═══ 抽出記録 ═══
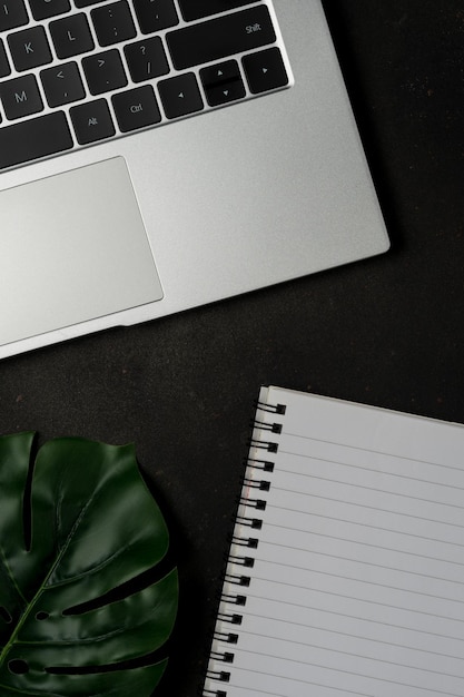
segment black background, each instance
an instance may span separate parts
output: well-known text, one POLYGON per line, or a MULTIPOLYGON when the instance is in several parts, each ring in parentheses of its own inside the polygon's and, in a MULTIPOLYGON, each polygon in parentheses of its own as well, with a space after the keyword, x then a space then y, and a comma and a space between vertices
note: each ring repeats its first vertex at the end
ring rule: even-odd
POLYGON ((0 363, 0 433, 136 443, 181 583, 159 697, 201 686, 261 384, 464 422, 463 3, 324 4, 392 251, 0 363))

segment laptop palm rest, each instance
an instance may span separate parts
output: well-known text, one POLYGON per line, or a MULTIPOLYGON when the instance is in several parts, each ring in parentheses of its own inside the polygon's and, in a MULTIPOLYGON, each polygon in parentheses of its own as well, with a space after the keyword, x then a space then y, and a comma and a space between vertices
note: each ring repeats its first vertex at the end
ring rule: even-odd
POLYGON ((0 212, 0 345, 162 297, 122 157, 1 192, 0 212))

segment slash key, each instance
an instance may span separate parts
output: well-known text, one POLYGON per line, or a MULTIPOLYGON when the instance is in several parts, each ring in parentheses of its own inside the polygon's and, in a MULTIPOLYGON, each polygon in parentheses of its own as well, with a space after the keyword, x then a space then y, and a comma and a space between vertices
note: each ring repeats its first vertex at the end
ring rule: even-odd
═══
● 課題: 記録の冒頭から「POLYGON ((0 212, 0」を含む行までの範囲について、「even-odd」を「nonzero」に変え、それ以外はそのままにして書き直してください。画像は回答に含めないでください。

● 解答:
segment black background, each instance
an instance may span separate parts
output: well-known text, one POLYGON per line, or a MULTIPOLYGON when the instance is in several parts, each ring in parentheses of its own inside the polygon's and, in a MULTIPOLYGON, each polygon in parentheses of its own as well, with a space after the keyword, x then a space then y, and a comma and a space between vertices
note: each ring repeats its first vertex at the end
ring rule: nonzero
POLYGON ((0 363, 0 433, 136 443, 181 583, 159 697, 201 686, 261 384, 464 422, 463 3, 324 4, 392 251, 0 363))

segment laptop palm rest, each instance
an instance may span separate parts
output: well-known text, one POLYGON per line, or a MULTIPOLYGON when the instance is in several parts, each ring in parentheses of its own inside the polygon's and, in a MULTIPOLYGON, each polygon in parentheses of its own as well, with a space after the keyword, x then a space then y, and a comma and a space between vertices
note: each ring repeats its first vertex at the end
ring rule: nonzero
POLYGON ((0 212, 0 345, 162 297, 122 157, 1 192, 0 212))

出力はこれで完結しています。